Selected extract:
Training clinic owner sues MLB, alleging illegal hacking
NEW YORK (AP) The owner of a training and sports medicine clinic sued Major League Baseball and several of its employees Thursday, claiming they caused the company's social media accounts to be illegally hacked during the sport's Biogenesis investigation.
Neiman Nix, a 29th-round draft pick of the Cincinnati Reds in 1998, and his DNA Sports Performance Lab, claimed an MLB investigator misrepresented herself as law enforcement and MLB intimidated the company's clients and hacked accounts on YouTube, Facebook and PayPal. The allegations are similar to those filed in a suit two years ago that was dismissed.
Vincent White, Nix's new lawyer, said former MLB investigator Ed Dominguez is cooperating and will testify MLB employees ''illegally gained access to electronic accounts of individuals they investigated through various exploits and phishing schemes. We believe these tactics may have extended to players, team staff and ownership groups.''
The suit admits Nix and his company used Bioidentical Insulin like Growth Factor (IGF-1), which is derived from elk antlers and is on baseball's list of banned substances.

Action item: According to the news report on the lawsuit against MLB, which draft pick was Neiman Nix and by which team? The data that comes next is from a separate source.

Excerpted data:
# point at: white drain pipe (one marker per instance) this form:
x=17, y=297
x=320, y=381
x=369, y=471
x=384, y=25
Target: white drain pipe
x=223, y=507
---
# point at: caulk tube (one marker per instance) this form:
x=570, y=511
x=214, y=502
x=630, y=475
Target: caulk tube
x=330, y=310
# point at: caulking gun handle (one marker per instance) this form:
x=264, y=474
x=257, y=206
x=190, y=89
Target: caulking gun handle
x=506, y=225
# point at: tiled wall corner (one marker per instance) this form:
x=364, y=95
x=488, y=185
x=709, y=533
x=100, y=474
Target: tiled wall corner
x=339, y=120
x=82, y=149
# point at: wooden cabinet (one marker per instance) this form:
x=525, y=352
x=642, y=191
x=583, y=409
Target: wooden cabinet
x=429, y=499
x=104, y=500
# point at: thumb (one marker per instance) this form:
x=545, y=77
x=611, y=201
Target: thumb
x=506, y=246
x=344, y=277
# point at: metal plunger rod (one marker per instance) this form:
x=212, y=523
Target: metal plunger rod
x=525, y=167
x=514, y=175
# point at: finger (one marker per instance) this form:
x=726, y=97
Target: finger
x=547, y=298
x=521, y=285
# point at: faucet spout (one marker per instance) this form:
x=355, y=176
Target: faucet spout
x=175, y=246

Response box: He was a 29th-round draft pick of the Cincinnati Reds in 1998.